• SET TASK 1
In the extract on the Administration of Justice (Miscellaneous Provisions) Act 1933, what does section 1(1) do to grand juries?
• SET TASK 2
Carry on the extract on the Administration of Justice (Miscellaneous Provisions) Act 1933, picking up after its final sentence.

-- Start TEXT EXTRACT --

2.  At the heart of the issues to be decided lie sections 1 and 2 of the Administration of Justice (Miscellaneous Provisions) Act 1933 which, as enacted and omitting provisions not immediately germane to this appeal, provide:

“1.-(1) Subject to the provisions of this section grand juries are hereby abolished, but where a bill of indictment has been signed in accordance with the provisions of this Act, the indictment shall be proceeded with in the same manner as it would have been proceeded with before the commencement of this Act if it had been found by a grand jury, and all enactments and rules of law relating to procedure in connection with indictable offences shall have effect subject only to such modifications as are rendered necessary by the provisions of this section and of the section next following.

(2)  Where at the commencement of this Act any person has obtained the direction or consent in writing of a judge of the High Court for the preferment of an indictment under the Vexatious Indictments Act 1859, the direction or consent shall have effect as if it were a direction or consent for the preferment of a bill of indictment under this Act.…

2.-(1) Subject to the provisions of this section, a bill of indictment charging any person with an indictable offence may be preferred by any person before a court in which the person charged may lawfully be indicted for that offence, and where a bill of indictment has been so preferred the proper officer of the court shall, if he is satisfied that the requirements of the next following subsection have been complied with, sign the bill, and it shall thereupon become an indictment and be proceeded with accordingly:

       Provided that if the judge or chairman of the court is satisfied that the said requirements have been complied with, he may, on the application of the prosecutor or of his own motion, direct the proper officer to sign the bill and the bill shall be signed accordingly.

-- End TEXT EXTRACT --
-- Start DATA ROWS --

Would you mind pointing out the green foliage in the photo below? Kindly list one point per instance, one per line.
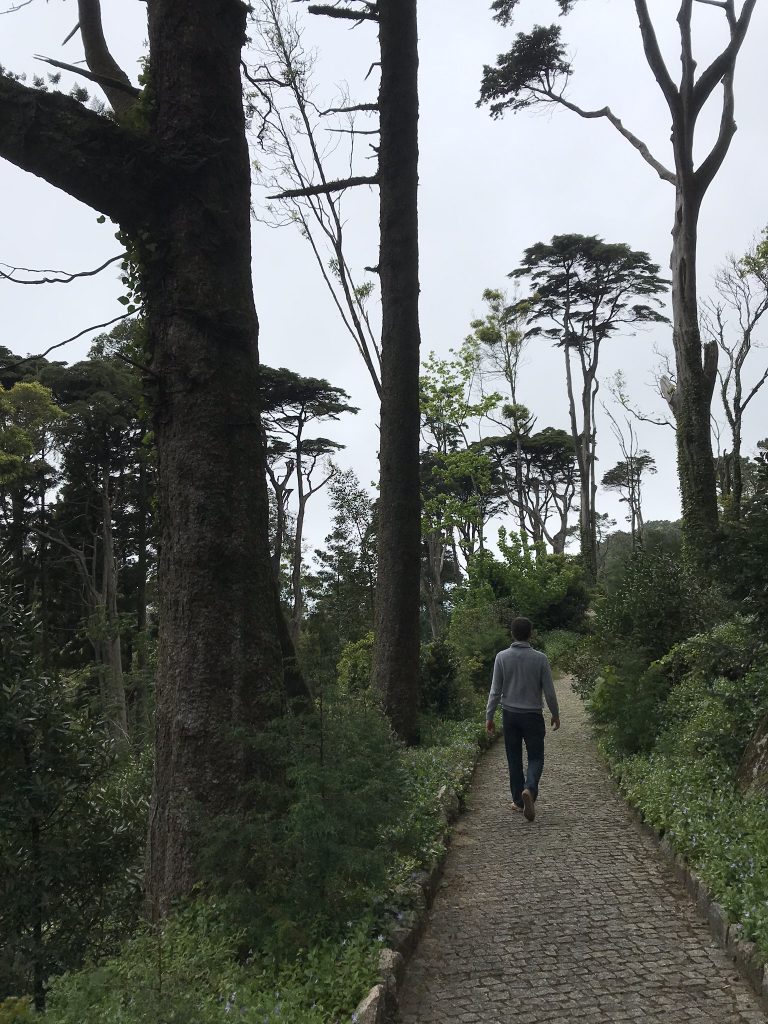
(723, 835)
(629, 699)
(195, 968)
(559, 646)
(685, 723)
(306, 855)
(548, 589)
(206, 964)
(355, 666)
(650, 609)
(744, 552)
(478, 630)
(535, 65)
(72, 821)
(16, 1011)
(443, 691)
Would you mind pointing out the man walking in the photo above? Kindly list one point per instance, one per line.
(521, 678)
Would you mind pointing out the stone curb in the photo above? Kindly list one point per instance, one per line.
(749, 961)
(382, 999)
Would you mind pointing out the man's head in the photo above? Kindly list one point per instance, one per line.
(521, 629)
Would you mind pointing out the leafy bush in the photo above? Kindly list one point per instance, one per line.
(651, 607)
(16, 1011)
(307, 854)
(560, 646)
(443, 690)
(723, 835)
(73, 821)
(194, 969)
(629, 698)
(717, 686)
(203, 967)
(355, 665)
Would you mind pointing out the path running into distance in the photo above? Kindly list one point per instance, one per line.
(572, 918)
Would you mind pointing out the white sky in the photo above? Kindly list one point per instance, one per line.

-- End DATA ROWS --

• REPLY 1
It abolishes them, subject to the provisions of that section.

• REPLY 2
(2)  Subject as hereinafter provided no bill of indictment charging any person with an indictable offence shall be preferred unless either-

(a)  the person charged has been committed for trial for the offence; or

(b)  the bill is preferred by the direction or with the consent of a judge of the High Court or pursuant to an order made under section nine of the Perjury Act 1911:

Provided that-  

(i)  where the person charged has been committed for trial, the bill of indictment against him may include, either in substitution for or in addition to counts charging the offence for which he was committed, any counts founded on facts or evidence disclosed in any examination or deposition taken before a justice in his presence, being counts which may lawfully be joined in the same indictment;

(ii)  a charge of a previous conviction of an offence or of being a habitual criminal or a habitual drunkard may, notwithstanding that it was not included in the committal or in any such direction or consent as aforesaid, be included in any bill of indictment.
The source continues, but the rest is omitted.